- [Problem details]:
Write out exactly the lines running from the line that includes "For every instance of the balcony, the" to the end of the data, both ends included, and nothing besides.
──────── Dataset extract ────────
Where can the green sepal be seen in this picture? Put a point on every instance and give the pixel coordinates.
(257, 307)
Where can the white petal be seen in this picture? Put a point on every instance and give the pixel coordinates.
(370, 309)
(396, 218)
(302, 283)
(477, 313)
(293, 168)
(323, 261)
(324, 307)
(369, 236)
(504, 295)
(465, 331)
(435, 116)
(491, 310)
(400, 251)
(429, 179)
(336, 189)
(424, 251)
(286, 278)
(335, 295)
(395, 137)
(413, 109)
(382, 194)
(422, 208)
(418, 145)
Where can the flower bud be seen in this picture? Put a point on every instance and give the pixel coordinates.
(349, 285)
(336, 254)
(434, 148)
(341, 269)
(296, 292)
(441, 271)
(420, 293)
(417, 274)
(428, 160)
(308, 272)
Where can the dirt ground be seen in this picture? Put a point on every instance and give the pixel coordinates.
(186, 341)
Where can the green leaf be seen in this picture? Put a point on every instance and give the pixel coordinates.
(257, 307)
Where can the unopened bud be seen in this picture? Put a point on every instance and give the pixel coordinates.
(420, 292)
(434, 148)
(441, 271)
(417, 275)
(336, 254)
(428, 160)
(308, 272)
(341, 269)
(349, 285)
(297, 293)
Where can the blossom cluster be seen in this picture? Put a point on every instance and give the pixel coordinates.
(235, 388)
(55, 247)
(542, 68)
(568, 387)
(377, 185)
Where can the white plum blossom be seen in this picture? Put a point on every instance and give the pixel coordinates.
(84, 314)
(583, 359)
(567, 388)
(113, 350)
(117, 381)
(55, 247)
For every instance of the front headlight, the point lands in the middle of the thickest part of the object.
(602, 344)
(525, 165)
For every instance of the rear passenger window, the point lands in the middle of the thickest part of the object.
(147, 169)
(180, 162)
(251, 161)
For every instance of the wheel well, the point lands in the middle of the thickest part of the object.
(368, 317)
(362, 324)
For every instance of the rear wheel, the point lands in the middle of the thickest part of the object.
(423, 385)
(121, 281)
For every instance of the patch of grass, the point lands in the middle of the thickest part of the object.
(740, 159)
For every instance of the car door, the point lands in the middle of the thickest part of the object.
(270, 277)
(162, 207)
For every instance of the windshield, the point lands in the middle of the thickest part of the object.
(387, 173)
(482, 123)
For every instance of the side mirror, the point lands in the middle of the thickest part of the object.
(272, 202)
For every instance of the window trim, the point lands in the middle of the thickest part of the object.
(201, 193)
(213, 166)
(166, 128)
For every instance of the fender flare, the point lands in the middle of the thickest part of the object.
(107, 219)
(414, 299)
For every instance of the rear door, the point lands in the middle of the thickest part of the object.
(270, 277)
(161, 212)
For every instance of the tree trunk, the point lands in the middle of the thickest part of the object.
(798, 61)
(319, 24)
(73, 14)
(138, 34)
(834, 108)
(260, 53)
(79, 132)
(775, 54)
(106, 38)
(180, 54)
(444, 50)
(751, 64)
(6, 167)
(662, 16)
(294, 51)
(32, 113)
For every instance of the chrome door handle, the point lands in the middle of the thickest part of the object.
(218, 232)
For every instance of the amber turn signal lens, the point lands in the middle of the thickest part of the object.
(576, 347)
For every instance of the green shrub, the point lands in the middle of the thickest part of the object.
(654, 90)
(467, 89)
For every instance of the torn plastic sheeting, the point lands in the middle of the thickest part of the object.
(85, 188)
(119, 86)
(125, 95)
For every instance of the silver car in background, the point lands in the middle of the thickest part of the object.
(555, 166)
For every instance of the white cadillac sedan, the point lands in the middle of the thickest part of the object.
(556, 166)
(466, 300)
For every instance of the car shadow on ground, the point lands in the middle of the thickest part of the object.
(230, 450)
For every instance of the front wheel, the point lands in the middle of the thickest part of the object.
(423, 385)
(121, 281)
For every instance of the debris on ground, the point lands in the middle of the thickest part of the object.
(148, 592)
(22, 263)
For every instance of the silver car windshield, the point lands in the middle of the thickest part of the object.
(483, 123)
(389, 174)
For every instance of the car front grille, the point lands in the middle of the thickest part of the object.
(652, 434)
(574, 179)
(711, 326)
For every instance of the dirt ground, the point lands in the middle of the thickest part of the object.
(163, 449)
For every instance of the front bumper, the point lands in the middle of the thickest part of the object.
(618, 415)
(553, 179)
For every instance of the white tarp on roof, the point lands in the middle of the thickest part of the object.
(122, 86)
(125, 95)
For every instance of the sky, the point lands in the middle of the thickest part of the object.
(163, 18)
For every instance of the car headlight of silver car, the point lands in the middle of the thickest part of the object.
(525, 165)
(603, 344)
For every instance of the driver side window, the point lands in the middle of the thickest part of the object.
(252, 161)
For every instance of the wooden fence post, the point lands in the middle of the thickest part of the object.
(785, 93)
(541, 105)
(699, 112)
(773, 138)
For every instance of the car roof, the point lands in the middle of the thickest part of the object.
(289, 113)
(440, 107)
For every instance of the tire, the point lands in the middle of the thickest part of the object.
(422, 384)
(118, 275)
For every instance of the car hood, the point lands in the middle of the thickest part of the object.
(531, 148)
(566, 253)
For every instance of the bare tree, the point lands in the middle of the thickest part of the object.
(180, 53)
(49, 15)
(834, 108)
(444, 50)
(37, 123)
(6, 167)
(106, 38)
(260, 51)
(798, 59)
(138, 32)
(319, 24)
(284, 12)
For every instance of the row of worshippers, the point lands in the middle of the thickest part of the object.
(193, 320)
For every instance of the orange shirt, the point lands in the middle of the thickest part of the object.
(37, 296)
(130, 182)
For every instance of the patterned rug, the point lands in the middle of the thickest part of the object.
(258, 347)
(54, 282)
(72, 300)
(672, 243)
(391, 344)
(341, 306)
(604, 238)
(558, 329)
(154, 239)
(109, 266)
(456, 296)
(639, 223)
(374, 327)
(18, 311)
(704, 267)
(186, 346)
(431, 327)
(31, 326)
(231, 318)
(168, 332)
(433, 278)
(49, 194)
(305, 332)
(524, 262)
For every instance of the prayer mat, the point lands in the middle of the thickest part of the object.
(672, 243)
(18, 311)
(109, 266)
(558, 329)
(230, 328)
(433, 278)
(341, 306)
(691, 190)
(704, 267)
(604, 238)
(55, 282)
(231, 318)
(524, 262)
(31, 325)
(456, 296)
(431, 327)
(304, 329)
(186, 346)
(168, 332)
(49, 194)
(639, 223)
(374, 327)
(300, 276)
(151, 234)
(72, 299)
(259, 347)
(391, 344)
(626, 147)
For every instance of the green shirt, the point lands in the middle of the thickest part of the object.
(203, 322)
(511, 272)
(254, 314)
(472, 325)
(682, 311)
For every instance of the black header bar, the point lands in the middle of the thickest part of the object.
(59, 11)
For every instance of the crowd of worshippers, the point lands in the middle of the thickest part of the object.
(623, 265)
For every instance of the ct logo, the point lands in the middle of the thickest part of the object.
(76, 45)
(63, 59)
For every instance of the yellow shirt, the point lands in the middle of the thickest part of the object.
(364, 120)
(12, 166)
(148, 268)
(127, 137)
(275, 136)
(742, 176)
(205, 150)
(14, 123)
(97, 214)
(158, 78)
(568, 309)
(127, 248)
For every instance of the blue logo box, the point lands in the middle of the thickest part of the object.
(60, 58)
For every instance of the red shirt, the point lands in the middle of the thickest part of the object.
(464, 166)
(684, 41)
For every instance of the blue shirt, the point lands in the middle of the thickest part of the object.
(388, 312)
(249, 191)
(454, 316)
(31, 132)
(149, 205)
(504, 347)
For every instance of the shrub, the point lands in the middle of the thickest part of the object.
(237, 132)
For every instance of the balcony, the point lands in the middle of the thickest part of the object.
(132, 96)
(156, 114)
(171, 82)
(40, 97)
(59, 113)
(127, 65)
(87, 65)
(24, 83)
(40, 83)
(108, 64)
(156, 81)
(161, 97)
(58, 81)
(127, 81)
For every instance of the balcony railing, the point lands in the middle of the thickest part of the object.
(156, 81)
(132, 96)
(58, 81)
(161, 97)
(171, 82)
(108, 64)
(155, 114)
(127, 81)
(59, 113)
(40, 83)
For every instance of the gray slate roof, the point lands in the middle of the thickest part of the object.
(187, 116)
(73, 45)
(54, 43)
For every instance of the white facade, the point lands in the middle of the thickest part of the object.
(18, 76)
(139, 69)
────────
- [Worked answer]:
For every instance of the balcony, the point lands in the middle of the thickest part of the object.
(132, 96)
(156, 114)
(171, 82)
(40, 97)
(59, 113)
(127, 65)
(87, 65)
(24, 83)
(40, 83)
(108, 64)
(156, 81)
(161, 97)
(58, 81)
(127, 81)
For every instance of the balcony railing, the point lands in the middle of the thickest part of the object.
(156, 81)
(132, 96)
(58, 81)
(161, 97)
(171, 82)
(108, 64)
(155, 114)
(127, 81)
(59, 113)
(40, 83)
For every instance of the gray slate roof, the point lands in the middle of the thickest part of the object.
(187, 116)
(73, 45)
(54, 43)
For every instance of the white facade, the point lands in the middle of the thickest part of the object.
(18, 76)
(139, 69)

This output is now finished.